Rewrite the listing below, replacing every "instance" with "object" and leaving everything else unchanged.
** Begin **
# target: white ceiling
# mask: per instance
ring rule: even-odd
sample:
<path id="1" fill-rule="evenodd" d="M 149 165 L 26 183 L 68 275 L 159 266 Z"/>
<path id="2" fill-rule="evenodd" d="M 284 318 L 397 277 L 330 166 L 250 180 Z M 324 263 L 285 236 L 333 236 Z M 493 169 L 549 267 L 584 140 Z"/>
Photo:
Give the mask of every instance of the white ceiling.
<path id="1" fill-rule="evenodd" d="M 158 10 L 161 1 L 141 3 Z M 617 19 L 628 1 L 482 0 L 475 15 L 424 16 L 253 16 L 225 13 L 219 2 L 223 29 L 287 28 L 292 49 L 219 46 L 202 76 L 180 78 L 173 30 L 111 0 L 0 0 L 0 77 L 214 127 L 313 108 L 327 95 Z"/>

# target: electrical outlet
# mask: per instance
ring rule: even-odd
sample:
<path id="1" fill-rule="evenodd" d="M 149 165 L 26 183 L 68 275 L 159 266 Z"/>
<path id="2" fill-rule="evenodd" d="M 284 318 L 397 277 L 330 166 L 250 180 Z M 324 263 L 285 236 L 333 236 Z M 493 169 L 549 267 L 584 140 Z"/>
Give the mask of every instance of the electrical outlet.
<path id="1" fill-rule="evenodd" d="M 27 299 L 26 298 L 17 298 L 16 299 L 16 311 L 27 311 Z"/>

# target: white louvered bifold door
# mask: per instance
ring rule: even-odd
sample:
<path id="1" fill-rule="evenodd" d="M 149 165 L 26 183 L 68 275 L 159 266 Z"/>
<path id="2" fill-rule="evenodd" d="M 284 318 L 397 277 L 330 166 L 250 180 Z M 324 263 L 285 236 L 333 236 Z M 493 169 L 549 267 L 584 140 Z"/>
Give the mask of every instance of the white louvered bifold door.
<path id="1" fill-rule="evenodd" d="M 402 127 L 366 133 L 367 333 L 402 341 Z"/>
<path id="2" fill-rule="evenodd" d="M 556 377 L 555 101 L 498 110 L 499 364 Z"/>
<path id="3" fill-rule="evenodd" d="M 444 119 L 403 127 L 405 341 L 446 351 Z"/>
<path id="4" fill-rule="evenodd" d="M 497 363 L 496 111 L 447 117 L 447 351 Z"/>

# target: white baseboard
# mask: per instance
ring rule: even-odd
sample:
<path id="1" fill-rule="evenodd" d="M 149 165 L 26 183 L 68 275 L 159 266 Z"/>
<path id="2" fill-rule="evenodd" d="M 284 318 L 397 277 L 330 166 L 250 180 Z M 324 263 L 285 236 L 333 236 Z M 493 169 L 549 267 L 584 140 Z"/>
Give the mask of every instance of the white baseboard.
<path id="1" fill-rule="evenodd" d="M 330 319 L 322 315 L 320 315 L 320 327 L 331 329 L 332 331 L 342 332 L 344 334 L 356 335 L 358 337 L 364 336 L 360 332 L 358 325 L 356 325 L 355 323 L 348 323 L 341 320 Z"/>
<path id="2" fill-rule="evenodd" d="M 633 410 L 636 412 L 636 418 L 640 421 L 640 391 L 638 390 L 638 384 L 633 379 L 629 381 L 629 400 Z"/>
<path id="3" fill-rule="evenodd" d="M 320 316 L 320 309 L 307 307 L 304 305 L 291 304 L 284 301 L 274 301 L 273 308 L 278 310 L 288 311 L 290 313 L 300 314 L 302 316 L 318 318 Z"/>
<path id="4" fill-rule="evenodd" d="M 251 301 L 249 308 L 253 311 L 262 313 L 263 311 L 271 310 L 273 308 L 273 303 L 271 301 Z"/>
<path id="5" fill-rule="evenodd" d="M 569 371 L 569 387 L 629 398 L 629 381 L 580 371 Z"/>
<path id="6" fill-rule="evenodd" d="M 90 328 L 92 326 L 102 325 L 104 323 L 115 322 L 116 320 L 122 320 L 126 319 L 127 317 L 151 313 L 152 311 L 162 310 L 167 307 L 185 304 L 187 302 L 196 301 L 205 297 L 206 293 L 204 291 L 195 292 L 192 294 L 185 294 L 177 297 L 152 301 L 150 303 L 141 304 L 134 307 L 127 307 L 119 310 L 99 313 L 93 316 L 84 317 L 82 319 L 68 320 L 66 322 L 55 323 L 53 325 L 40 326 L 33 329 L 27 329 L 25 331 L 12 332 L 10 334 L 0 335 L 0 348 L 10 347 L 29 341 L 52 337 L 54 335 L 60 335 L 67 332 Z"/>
** End **
(OUTPUT OF THE TASK):
# target: white ceiling
# mask: per object
ring rule: even-odd
sample:
<path id="1" fill-rule="evenodd" d="M 149 165 L 26 183 L 68 275 L 159 266 Z"/>
<path id="2" fill-rule="evenodd" d="M 284 318 L 397 277 L 330 166 L 250 180 Z M 324 263 L 285 236 L 333 236 Z M 493 169 L 549 267 L 584 140 Z"/>
Photo:
Give the mask of every object of the white ceiling.
<path id="1" fill-rule="evenodd" d="M 158 10 L 161 1 L 141 3 Z M 617 19 L 628 1 L 482 0 L 475 15 L 424 16 L 253 16 L 225 13 L 219 2 L 223 29 L 287 28 L 292 49 L 219 46 L 202 76 L 180 78 L 173 30 L 111 0 L 0 0 L 0 77 L 214 127 L 313 108 L 327 95 Z"/>

# target: electrical outlet
# mask: per object
ring rule: even-odd
sample:
<path id="1" fill-rule="evenodd" d="M 149 165 L 26 183 L 68 275 L 159 266 Z"/>
<path id="2" fill-rule="evenodd" d="M 284 318 L 397 277 L 330 166 L 250 180 Z M 324 263 L 285 236 L 333 236 Z M 493 169 L 549 267 L 584 140 Z"/>
Give the mask of every object of the electrical outlet.
<path id="1" fill-rule="evenodd" d="M 27 299 L 26 298 L 17 298 L 16 299 L 16 311 L 27 311 Z"/>

# target: white louvered bifold door
# mask: per object
ring rule: even-odd
sample:
<path id="1" fill-rule="evenodd" d="M 149 165 L 26 183 L 68 275 L 159 266 Z"/>
<path id="2" fill-rule="evenodd" d="M 284 318 L 397 277 L 330 166 L 250 180 Z M 324 263 L 285 236 L 333 236 Z M 493 169 L 549 267 L 584 140 Z"/>
Give the mask of every object of the white louvered bifold door.
<path id="1" fill-rule="evenodd" d="M 402 127 L 366 133 L 367 333 L 402 341 Z"/>
<path id="2" fill-rule="evenodd" d="M 556 377 L 555 101 L 498 110 L 499 364 Z"/>
<path id="3" fill-rule="evenodd" d="M 444 119 L 403 127 L 405 341 L 446 351 Z"/>
<path id="4" fill-rule="evenodd" d="M 497 363 L 496 111 L 447 117 L 447 351 Z"/>

# target: white baseboard
# mask: per object
ring rule: even-odd
sample:
<path id="1" fill-rule="evenodd" d="M 149 165 L 26 183 L 68 275 L 159 266 Z"/>
<path id="2" fill-rule="evenodd" d="M 284 318 L 397 277 L 330 166 L 250 180 Z M 324 263 L 285 236 L 333 236 Z M 493 169 L 549 267 L 584 140 Z"/>
Give the mask of every object of the white baseboard.
<path id="1" fill-rule="evenodd" d="M 330 319 L 322 315 L 320 315 L 320 327 L 331 329 L 332 331 L 342 332 L 344 334 L 356 335 L 358 337 L 364 336 L 360 332 L 358 325 L 356 325 L 355 323 L 348 323 L 341 320 Z"/>
<path id="2" fill-rule="evenodd" d="M 633 410 L 636 412 L 636 418 L 640 421 L 640 391 L 638 390 L 638 384 L 633 379 L 629 381 L 629 400 Z"/>
<path id="3" fill-rule="evenodd" d="M 320 316 L 320 309 L 307 307 L 304 305 L 291 304 L 284 301 L 274 301 L 273 308 L 278 310 L 288 311 L 290 313 L 300 314 L 302 316 L 318 318 Z"/>
<path id="4" fill-rule="evenodd" d="M 251 301 L 249 308 L 253 311 L 262 313 L 263 311 L 271 310 L 273 308 L 273 303 L 271 301 Z"/>
<path id="5" fill-rule="evenodd" d="M 569 371 L 569 387 L 629 398 L 629 381 L 580 371 Z"/>
<path id="6" fill-rule="evenodd" d="M 90 328 L 92 326 L 102 325 L 104 323 L 115 322 L 116 320 L 122 320 L 126 319 L 127 317 L 151 313 L 152 311 L 162 310 L 167 307 L 185 304 L 187 302 L 196 301 L 205 297 L 206 293 L 204 291 L 195 292 L 192 294 L 185 294 L 177 297 L 152 301 L 150 303 L 141 304 L 134 307 L 127 307 L 119 310 L 99 313 L 93 316 L 84 317 L 82 319 L 68 320 L 66 322 L 55 323 L 53 325 L 40 326 L 33 329 L 27 329 L 25 331 L 12 332 L 10 334 L 0 335 L 0 348 L 10 347 L 29 341 L 52 337 L 54 335 L 60 335 L 67 332 Z"/>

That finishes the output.